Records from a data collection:
— start —
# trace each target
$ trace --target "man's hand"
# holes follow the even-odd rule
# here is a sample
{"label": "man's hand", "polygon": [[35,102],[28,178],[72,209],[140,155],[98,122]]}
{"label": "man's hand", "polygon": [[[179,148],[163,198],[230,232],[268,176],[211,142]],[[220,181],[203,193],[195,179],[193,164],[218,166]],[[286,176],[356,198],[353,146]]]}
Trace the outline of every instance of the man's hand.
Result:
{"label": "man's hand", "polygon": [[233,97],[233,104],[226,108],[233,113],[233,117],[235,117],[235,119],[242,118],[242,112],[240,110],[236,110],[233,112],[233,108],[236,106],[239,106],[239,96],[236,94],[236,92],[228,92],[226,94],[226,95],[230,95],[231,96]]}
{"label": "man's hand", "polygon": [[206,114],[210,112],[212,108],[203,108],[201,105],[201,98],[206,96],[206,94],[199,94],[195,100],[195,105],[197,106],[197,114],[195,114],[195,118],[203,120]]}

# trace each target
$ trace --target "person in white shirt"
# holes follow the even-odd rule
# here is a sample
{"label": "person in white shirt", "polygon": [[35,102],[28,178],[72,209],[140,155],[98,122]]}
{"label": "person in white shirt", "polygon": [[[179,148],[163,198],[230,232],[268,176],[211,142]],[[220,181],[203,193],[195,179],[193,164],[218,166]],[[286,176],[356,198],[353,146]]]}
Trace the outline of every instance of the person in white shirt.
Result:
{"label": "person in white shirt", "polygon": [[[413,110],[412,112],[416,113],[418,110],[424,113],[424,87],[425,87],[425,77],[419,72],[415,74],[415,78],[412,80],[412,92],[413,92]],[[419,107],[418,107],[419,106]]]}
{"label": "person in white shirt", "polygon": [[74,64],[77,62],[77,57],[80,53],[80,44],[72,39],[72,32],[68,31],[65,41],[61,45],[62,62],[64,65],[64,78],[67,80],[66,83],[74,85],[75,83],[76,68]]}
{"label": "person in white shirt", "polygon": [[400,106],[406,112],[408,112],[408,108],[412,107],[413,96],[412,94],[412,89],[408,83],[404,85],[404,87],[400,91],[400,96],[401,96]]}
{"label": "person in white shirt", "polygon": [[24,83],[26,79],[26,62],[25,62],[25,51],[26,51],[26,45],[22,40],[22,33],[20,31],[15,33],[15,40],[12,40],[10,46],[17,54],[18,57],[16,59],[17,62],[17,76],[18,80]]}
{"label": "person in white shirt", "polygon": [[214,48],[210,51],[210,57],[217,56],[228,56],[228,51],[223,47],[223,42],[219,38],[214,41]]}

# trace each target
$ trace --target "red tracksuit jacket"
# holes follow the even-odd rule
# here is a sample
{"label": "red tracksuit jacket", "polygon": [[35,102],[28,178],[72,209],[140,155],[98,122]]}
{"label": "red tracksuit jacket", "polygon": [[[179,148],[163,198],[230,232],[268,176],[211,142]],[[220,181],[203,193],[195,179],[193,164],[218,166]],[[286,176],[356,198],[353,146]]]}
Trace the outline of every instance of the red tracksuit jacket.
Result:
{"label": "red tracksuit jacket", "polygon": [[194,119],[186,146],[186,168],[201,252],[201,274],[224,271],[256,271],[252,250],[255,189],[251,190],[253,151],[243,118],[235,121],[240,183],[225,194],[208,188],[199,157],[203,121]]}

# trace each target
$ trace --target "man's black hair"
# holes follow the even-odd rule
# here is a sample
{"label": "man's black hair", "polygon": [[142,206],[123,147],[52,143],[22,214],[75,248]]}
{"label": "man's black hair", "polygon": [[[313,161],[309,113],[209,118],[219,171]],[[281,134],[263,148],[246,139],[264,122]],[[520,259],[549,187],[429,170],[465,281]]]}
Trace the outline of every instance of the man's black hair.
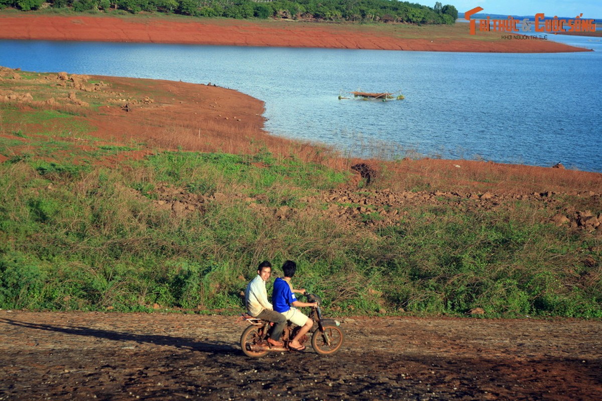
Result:
{"label": "man's black hair", "polygon": [[297,271],[297,263],[292,260],[287,260],[282,265],[282,272],[285,277],[292,277]]}
{"label": "man's black hair", "polygon": [[267,260],[264,260],[262,262],[259,263],[259,265],[257,267],[257,271],[261,272],[264,268],[270,268],[272,269],[272,263],[268,262]]}

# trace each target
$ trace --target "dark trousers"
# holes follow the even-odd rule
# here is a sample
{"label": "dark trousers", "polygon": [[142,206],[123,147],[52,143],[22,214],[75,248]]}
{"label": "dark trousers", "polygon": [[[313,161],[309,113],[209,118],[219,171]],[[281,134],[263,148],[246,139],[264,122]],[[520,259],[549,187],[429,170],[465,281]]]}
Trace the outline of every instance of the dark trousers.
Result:
{"label": "dark trousers", "polygon": [[287,318],[284,315],[274,310],[264,309],[261,313],[255,316],[268,322],[273,322],[274,327],[272,329],[270,338],[275,341],[280,341],[280,336],[282,335],[284,325],[287,324]]}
— end —
Do this | Omitting all images, print the listing exactly.

Final result |
# trace each target
$ trace --target "man's hand"
# holes follow the even-odd rule
# here is a sample
{"label": "man's hand", "polygon": [[35,102],[28,178],[72,209],[140,155],[98,122]]}
{"label": "man's hand", "polygon": [[[179,148],[163,198],[230,232],[268,176],[211,142]],[[220,181],[203,193],[195,179],[193,164],[218,166]],[[286,176],[356,198],[353,146]]]}
Trace the outline of every instance of the man's hand.
Result:
{"label": "man's hand", "polygon": [[233,97],[233,104],[226,108],[233,113],[233,117],[235,117],[235,119],[242,118],[242,112],[240,110],[236,110],[233,112],[233,108],[236,106],[239,106],[239,96],[236,94],[236,92],[228,92],[226,94],[226,95],[230,95],[231,96]]}
{"label": "man's hand", "polygon": [[206,114],[210,112],[212,108],[203,108],[201,105],[201,98],[206,96],[206,94],[199,94],[195,100],[195,105],[197,106],[197,114],[195,114],[195,118],[203,120]]}

# trace each target
$ trace --target "person in white shirt"
# holes follow the even-odd rule
# here is a sample
{"label": "person in white shirt", "polygon": [[35,102],[28,178],[72,209],[140,155],[98,122]]}
{"label": "person in white shirt", "polygon": [[[179,148],[163,198],[230,232],[268,176],[211,142]],[[220,181],[203,193],[195,179],[193,164],[218,166]],[[286,176],[356,198],[353,146]]]}
Trace the outline of every instance of the person in white shirt.
Result:
{"label": "person in white shirt", "polygon": [[[413,110],[412,112],[416,113],[418,110],[424,113],[424,87],[425,87],[425,77],[419,72],[415,74],[415,78],[412,80],[412,92],[413,92]],[[419,107],[418,107],[419,106]]]}
{"label": "person in white shirt", "polygon": [[74,64],[77,62],[77,57],[80,53],[80,44],[72,39],[72,32],[68,31],[65,41],[61,45],[62,62],[64,65],[64,78],[67,80],[66,83],[74,85],[75,83],[76,68]]}
{"label": "person in white shirt", "polygon": [[400,106],[406,112],[408,112],[408,108],[412,107],[413,96],[412,94],[412,89],[408,83],[404,85],[404,87],[400,91],[400,96],[401,96]]}
{"label": "person in white shirt", "polygon": [[24,83],[26,79],[26,62],[25,62],[25,51],[26,51],[26,45],[22,40],[22,33],[20,31],[15,33],[15,40],[12,40],[10,46],[17,54],[18,57],[16,59],[17,62],[17,76],[18,80]]}
{"label": "person in white shirt", "polygon": [[214,48],[210,51],[210,57],[217,56],[228,56],[228,51],[223,47],[223,42],[219,38],[214,41]]}

# trace each target
$ trace --target "red tracksuit jacket"
# holes follow the even-odd rule
# here is a sample
{"label": "red tracksuit jacket", "polygon": [[35,102],[28,178],[72,209],[140,155],[98,122]]}
{"label": "red tracksuit jacket", "polygon": [[[179,148],[163,198],[230,232],[268,176],[211,142]],[[220,181],[203,193],[195,179],[193,164],[218,166]],[[286,176],[356,198],[353,146]]]}
Trace the outline of every instance of the red tracksuit jacket.
Result:
{"label": "red tracksuit jacket", "polygon": [[194,119],[186,146],[186,168],[201,252],[201,274],[224,271],[256,271],[252,250],[255,189],[251,190],[253,151],[243,118],[235,121],[240,183],[225,194],[208,188],[199,157],[203,121]]}

# trace each target
$ trace --target "man's black hair"
# holes follow the even-odd rule
# here is a sample
{"label": "man's black hair", "polygon": [[142,206],[123,147],[52,143],[22,214],[75,248]]}
{"label": "man's black hair", "polygon": [[[313,161],[309,113],[209,118],[219,171]],[[281,134],[263,148],[246,139],[264,122]],[[520,259],[549,187],[429,170],[465,281]]]}
Trace the outline of every instance of the man's black hair.
Result:
{"label": "man's black hair", "polygon": [[297,271],[297,263],[292,260],[287,260],[282,265],[282,272],[285,277],[292,277]]}
{"label": "man's black hair", "polygon": [[267,260],[264,260],[262,262],[259,263],[259,265],[257,267],[257,271],[261,272],[264,268],[270,268],[272,269],[272,263],[268,262]]}

# trace each target
$ trace --target "dark trousers"
# holes follow the even-odd rule
# here is a sample
{"label": "dark trousers", "polygon": [[142,206],[123,147],[52,143],[22,214],[75,248]]}
{"label": "dark trousers", "polygon": [[[313,161],[309,113],[209,118],[219,171]],[[281,134],[263,148],[246,139],[264,122]],[[520,259],[549,187],[429,170],[465,281]]]}
Trace the outline of every instance of the dark trousers.
Result:
{"label": "dark trousers", "polygon": [[287,318],[284,315],[274,310],[264,309],[261,313],[255,316],[268,322],[273,322],[274,327],[272,329],[270,338],[275,341],[280,341],[280,336],[282,335],[284,325],[287,324]]}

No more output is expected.